# [Source records]

## begin

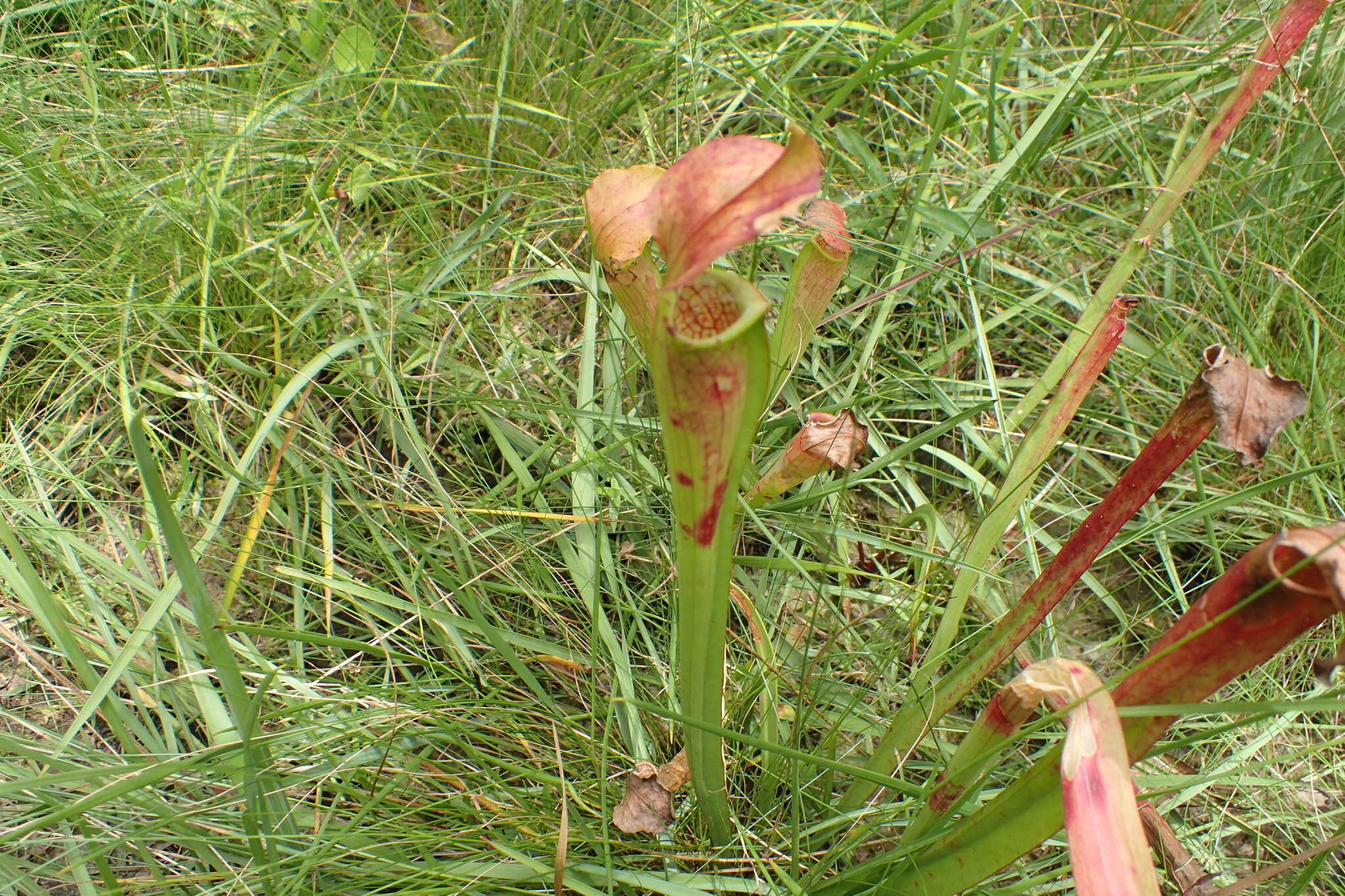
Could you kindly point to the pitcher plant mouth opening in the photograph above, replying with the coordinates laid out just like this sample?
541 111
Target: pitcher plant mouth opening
713 309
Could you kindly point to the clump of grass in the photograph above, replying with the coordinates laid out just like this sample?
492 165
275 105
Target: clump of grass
456 601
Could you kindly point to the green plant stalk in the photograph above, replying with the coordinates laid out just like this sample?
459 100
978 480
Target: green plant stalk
1289 30
1278 590
997 723
711 370
1032 453
1189 425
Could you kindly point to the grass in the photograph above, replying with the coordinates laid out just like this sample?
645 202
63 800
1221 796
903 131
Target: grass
343 245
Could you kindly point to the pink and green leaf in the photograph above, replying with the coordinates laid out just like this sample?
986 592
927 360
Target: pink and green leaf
1287 585
725 194
618 222
711 370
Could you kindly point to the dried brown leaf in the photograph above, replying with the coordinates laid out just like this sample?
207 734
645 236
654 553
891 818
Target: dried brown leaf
674 774
648 806
430 26
1251 405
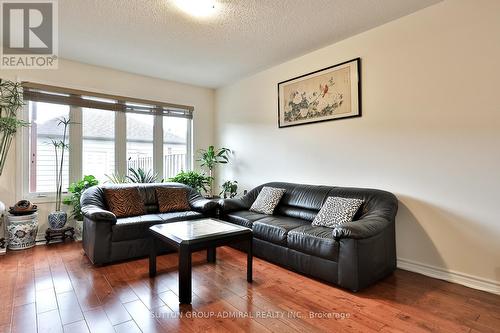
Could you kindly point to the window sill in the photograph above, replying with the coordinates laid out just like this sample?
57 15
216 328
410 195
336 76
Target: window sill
41 198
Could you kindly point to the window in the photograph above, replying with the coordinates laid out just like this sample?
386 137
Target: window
175 145
44 118
140 138
109 134
98 143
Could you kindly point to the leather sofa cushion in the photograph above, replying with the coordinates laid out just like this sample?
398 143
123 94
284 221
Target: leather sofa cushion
179 216
317 241
274 229
172 199
137 227
124 202
245 218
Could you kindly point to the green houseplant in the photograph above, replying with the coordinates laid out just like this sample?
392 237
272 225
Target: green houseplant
58 218
76 189
11 100
141 176
209 158
194 179
229 189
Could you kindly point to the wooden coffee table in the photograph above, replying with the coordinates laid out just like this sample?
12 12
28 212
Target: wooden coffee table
195 235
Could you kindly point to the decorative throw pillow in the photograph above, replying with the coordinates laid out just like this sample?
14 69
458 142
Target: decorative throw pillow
172 199
124 202
336 211
267 200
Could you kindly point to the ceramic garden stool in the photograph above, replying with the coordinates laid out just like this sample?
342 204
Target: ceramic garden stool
21 231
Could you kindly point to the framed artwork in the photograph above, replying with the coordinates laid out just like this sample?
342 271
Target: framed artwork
326 94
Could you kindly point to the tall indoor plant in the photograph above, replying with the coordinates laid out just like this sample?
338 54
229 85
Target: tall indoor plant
11 101
209 158
58 218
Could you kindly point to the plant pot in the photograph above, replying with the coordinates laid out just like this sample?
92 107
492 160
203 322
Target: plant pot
57 220
79 229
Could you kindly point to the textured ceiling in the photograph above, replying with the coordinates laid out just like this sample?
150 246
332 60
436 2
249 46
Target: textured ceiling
155 38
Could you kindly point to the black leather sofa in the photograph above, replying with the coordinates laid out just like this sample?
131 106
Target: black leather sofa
107 239
353 255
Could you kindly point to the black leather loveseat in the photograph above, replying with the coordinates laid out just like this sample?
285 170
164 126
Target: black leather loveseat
353 255
107 239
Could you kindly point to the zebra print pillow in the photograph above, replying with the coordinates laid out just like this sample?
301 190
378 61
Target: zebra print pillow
336 211
267 200
124 202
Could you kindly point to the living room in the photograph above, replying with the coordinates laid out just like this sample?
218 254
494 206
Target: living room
250 166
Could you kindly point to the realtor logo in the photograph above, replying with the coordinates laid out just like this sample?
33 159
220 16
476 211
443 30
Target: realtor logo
29 34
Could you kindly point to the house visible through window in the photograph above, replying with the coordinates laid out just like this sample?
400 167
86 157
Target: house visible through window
140 138
175 141
44 119
98 145
107 136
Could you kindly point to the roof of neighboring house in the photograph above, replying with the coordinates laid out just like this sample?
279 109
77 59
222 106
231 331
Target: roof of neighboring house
102 129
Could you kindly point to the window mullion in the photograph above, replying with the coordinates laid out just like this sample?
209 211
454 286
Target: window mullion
120 143
189 145
158 159
75 142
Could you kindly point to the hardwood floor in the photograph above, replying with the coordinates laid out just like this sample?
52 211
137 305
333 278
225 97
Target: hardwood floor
56 289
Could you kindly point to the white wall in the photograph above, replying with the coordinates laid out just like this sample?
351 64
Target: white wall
92 78
430 133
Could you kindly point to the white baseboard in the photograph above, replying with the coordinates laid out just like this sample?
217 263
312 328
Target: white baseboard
467 280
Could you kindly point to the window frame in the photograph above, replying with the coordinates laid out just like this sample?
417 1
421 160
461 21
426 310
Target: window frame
75 155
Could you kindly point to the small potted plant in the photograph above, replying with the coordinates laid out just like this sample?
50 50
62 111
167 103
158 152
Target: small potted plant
58 218
194 179
76 189
229 189
209 158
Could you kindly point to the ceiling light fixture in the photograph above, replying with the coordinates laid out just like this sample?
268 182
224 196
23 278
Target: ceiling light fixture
197 8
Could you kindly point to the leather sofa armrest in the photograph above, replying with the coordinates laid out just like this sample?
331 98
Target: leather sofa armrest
231 205
364 228
203 205
97 214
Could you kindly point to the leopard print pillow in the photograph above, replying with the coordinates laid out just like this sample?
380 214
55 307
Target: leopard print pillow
124 202
267 200
172 199
336 211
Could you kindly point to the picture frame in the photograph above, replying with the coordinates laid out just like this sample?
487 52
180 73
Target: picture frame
330 93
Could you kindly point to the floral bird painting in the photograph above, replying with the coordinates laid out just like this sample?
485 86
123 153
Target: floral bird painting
322 96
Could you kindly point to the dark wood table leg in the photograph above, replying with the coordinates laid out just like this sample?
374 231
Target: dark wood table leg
211 254
249 259
152 257
184 275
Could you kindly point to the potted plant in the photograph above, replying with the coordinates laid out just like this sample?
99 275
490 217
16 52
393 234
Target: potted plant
58 218
11 100
229 189
192 178
209 158
76 189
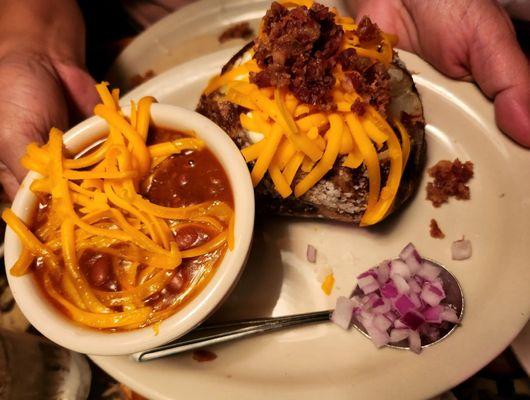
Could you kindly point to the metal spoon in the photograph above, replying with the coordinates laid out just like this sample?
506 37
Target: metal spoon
211 334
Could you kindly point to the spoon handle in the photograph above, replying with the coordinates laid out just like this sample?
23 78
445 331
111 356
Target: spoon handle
227 331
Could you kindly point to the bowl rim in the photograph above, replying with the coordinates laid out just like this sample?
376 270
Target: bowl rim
53 324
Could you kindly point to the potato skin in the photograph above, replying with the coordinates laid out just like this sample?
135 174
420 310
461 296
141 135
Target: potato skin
342 194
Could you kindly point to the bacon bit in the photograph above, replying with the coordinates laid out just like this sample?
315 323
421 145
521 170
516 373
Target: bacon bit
436 232
368 32
297 49
138 79
237 31
327 285
450 179
202 355
358 107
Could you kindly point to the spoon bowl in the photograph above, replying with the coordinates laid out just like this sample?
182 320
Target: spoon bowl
454 299
211 334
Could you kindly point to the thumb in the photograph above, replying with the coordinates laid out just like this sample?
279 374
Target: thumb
79 89
502 71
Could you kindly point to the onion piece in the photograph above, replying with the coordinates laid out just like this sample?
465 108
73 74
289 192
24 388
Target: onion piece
402 299
411 256
449 315
368 284
414 341
399 267
389 290
428 271
432 295
311 254
461 249
401 284
383 272
343 313
398 334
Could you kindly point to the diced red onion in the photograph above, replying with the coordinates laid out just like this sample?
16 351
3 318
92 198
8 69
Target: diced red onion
368 284
379 338
415 298
389 290
402 299
401 284
383 272
382 323
398 324
428 271
461 249
432 295
430 331
403 304
409 250
411 256
343 313
449 315
398 267
311 253
414 286
392 316
399 334
412 319
433 314
415 341
382 306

## end

# [Stated task]
Return precisely the lines of the records, starting with the line that holds "Could you kindly point to the thumb" and ending with the last one.

# [Reply]
Could you kindly point to the thumb in the photograph above, replying with the coordinates laid out just like this sample?
279 374
Target: thumb
79 89
502 71
Could you kindly point to the onion piece in the photograph above, replying with the coordinates laid out just like this sample?
465 108
73 74
289 192
24 388
Target: onion piece
402 299
411 256
449 315
368 284
414 341
399 267
389 290
428 271
432 295
311 254
461 249
401 284
383 272
343 313
398 334
Could you kindly point to the diced red onion in the photograph above, replying with the coordinates laid out just like this sample?
16 351
3 318
92 198
8 69
Target: diced red onion
368 284
379 338
415 298
389 290
402 299
401 284
383 272
382 323
398 324
428 271
461 249
432 295
430 331
403 304
409 250
411 256
343 313
449 315
398 267
311 253
414 286
392 316
399 334
412 319
433 314
415 341
382 306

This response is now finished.